** Selection **
The first ensures that workflow completion coincides with registry updates but could lead to an arbitrary number of these jobs attempting to sync up with the main registry simultaneously. The second decouples workflow completion from registry updating and allows a rate-limited number of updates to occur in parallel. This would lead to a situation where a workflow can complete but the registry it out of date for an indeterminate period of time and would delay submission of workflows that depend on the results. Were that to happen though, it would be indicative that letting each workflow attempt the sync up directly at the end would be risky. Using a queue also completely removes registry credentials from workflow execution since the queued updates would be running in a completely different environment. Some workflow managers can limit specific jobs to specific nodes and doing such a thing with the sync job could automatically enable rate-limiting whilst guaranteeing that workflow completion corresponds to an up-to-date registry.

The synchronization must check that a corresponding dataset was written to the object store since it is possible for a workflow to partially complete and synchronization should (optionally?) happen even on failure since that can allow resubmission of the workflow with different configurations and also allow investigation of the intermediate products.

The limited registry approach still requires that the butler is interacting with an object store and would require the use of signed URLs if the datasets were being written to their final location in the shared datastore. If the signing client becomes a bottleneck an alternative could be to use a temporary bucket specifically for that workflow.

The synchronization job would therefore also need to move the files from the temporary location to the final location.

3.4.1 Implementation¶

The initial prototype implementation (completed as of w_2021_40) does not include URL signing since all Data Preview 0.2 workflow executions will be run by staff. This included:

Adding a buildExecutionButler function to pipe_base to create a prepopulated SQLite registry from the constructed quantum graph. Initially this registry could ignore the datastore table completely.
Adding a new Datastore mode that no longer queries registry on Datastore.get() but instead assumes that the active datastore configuration (read from the user-supplied Butler configuration) would give the correct answer (something that can not be relied on in general but can be relied on in this limited context) for file template and formatter class. For Datastore.put() it is entirely feasible for this to write to the standard registry (assuming it’s not entirely read-only) as is done now even if that write does not make it to the subsequents jobs; this does not affect the gets from downstream jobs because those will always assume that a get is possible.
Adding a Butler configuration option indicating that registry interactions can be skipped and assumed to be valid for fully-qualified DatasetRef.
Writing a new butler transfer-back subcommand to simplify the special case of exporting the registry from the SQLite file and importing it into the original registry. This checks that the referenced datasets are actually present in the expected location.
Update BPS to insert a special job at the end of the workflow graph that will run this merging code.

3.4.2 Analysis¶

Whilst the job-level pooling and externalized approaches would help with registry contention, the prepopulated read-only SQLite registry approach is much simpler. This removes any worries about merging the outputs of multiple jobs and lets us leverage the knowledge already known to the graph builder.

** Direction 1 **
In the text on registry synchronization, which weekly release had the initial prototype implementation been completed as of?
** Direction 2 **
Copy the records verbatim, starting at the line that contains "Find the shaded" and ending at the line that contains "188 204 L 194".

** Records for this exercise **
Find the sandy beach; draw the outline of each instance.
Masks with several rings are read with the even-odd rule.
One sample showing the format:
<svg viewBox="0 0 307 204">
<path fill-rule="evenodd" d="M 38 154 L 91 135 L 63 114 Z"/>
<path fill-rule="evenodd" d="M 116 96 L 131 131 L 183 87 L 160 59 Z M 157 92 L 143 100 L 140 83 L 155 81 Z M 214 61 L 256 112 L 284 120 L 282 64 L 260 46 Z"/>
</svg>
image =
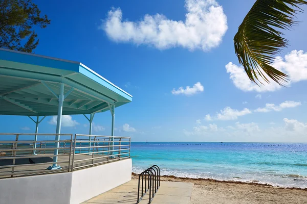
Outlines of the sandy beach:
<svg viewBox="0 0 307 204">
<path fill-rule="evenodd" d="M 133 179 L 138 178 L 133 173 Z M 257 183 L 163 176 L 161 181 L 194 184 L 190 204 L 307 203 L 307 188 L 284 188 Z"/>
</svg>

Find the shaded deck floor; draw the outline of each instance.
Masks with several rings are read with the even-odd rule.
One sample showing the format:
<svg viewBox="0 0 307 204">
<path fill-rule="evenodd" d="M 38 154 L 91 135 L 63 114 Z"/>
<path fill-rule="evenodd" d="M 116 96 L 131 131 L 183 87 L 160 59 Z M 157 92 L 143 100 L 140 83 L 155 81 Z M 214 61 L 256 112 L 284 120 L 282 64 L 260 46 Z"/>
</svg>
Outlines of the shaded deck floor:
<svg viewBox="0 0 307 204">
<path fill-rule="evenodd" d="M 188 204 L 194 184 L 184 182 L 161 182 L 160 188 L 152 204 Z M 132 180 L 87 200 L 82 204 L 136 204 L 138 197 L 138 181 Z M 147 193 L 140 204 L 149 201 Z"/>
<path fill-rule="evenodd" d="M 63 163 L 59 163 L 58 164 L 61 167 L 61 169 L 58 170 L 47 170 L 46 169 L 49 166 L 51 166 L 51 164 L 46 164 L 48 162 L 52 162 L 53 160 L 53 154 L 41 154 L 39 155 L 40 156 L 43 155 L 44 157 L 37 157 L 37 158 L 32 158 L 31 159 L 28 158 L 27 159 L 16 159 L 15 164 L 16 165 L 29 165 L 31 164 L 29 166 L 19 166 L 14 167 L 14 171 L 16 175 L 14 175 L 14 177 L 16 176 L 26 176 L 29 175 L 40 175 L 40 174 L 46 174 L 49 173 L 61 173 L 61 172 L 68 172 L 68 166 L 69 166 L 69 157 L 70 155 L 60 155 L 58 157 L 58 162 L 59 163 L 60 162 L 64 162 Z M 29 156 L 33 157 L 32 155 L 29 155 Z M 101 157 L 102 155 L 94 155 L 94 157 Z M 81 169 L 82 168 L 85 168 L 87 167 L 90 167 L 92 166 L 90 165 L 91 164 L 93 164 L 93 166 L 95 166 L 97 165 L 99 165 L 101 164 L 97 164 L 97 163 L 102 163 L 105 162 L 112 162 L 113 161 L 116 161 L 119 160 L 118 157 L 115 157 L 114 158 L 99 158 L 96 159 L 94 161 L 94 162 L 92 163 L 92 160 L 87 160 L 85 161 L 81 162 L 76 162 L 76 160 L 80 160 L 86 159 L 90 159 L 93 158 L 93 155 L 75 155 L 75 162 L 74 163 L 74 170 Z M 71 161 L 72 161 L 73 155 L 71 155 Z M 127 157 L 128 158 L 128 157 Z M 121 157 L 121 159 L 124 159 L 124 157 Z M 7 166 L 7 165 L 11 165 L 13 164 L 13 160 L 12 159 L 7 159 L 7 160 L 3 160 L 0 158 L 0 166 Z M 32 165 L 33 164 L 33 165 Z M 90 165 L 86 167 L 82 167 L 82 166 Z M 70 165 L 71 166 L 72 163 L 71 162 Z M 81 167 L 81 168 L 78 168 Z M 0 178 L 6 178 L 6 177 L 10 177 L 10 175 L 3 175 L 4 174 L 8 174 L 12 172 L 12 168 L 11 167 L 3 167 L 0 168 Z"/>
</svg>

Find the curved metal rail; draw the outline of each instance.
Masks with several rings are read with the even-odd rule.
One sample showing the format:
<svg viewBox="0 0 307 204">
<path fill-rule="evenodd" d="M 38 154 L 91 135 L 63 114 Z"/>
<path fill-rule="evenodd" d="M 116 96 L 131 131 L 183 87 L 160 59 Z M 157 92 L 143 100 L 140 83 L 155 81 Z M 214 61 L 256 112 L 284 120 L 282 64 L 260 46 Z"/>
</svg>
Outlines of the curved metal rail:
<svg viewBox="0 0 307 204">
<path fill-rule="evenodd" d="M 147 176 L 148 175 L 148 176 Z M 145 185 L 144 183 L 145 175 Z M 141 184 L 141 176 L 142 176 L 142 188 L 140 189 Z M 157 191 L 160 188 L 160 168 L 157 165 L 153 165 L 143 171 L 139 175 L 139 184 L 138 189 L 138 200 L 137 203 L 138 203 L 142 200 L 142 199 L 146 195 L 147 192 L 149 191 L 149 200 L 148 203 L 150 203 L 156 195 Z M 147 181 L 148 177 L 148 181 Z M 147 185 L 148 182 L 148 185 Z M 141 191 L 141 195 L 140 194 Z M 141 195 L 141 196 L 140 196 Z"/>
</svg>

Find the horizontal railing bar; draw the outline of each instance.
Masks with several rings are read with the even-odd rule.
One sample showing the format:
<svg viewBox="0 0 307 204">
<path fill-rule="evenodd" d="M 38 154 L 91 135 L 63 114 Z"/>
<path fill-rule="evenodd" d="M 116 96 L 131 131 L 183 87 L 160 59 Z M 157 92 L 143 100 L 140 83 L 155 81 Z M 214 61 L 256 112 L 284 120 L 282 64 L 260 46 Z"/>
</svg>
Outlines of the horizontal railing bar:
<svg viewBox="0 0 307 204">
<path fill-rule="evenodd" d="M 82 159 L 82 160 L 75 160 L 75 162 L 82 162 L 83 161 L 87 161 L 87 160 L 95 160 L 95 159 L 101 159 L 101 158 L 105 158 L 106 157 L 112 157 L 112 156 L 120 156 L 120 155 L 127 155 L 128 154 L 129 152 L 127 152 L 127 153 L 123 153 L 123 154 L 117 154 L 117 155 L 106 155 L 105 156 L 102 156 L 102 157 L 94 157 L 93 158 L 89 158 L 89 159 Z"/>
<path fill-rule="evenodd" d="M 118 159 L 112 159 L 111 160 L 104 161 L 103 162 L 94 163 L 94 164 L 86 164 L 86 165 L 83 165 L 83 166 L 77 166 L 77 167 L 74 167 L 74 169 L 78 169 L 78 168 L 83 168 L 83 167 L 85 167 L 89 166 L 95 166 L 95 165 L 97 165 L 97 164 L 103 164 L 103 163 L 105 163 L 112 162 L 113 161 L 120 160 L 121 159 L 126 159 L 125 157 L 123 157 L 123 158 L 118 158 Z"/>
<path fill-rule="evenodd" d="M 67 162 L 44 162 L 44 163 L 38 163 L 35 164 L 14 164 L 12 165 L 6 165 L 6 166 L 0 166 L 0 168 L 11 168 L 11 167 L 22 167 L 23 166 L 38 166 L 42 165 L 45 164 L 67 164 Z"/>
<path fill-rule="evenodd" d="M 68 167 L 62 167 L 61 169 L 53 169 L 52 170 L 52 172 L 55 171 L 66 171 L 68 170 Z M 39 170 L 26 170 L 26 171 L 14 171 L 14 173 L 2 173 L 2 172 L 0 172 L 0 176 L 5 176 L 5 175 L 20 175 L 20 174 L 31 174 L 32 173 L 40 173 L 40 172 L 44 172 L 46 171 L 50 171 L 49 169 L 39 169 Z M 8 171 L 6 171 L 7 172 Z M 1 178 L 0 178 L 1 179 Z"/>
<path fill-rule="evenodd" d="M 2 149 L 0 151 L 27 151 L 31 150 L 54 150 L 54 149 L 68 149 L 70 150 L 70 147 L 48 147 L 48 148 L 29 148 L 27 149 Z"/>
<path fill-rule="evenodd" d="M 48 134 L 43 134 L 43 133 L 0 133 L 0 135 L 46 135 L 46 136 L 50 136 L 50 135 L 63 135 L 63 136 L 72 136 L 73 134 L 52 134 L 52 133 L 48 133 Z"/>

** Expected output 1 **
w_2021_40

** Expected output 2 **
Find the shaded deck floor; draw the outline of each instance.
Masks with several rings are read with the even-odd rule.
One sample showing the format:
<svg viewBox="0 0 307 204">
<path fill-rule="evenodd" d="M 38 154 L 91 135 L 63 114 Z"/>
<path fill-rule="evenodd" d="M 116 96 L 131 131 L 183 87 L 160 59 Z M 157 92 L 143 100 L 140 83 L 155 81 Z M 214 61 L 256 112 L 284 120 L 282 64 L 260 46 Z"/>
</svg>
Outlines of the shaded deck floor:
<svg viewBox="0 0 307 204">
<path fill-rule="evenodd" d="M 188 204 L 194 184 L 184 182 L 161 182 L 160 188 L 152 204 Z M 132 180 L 87 200 L 82 204 L 136 204 L 138 197 L 138 181 Z M 147 193 L 140 204 L 149 201 Z"/>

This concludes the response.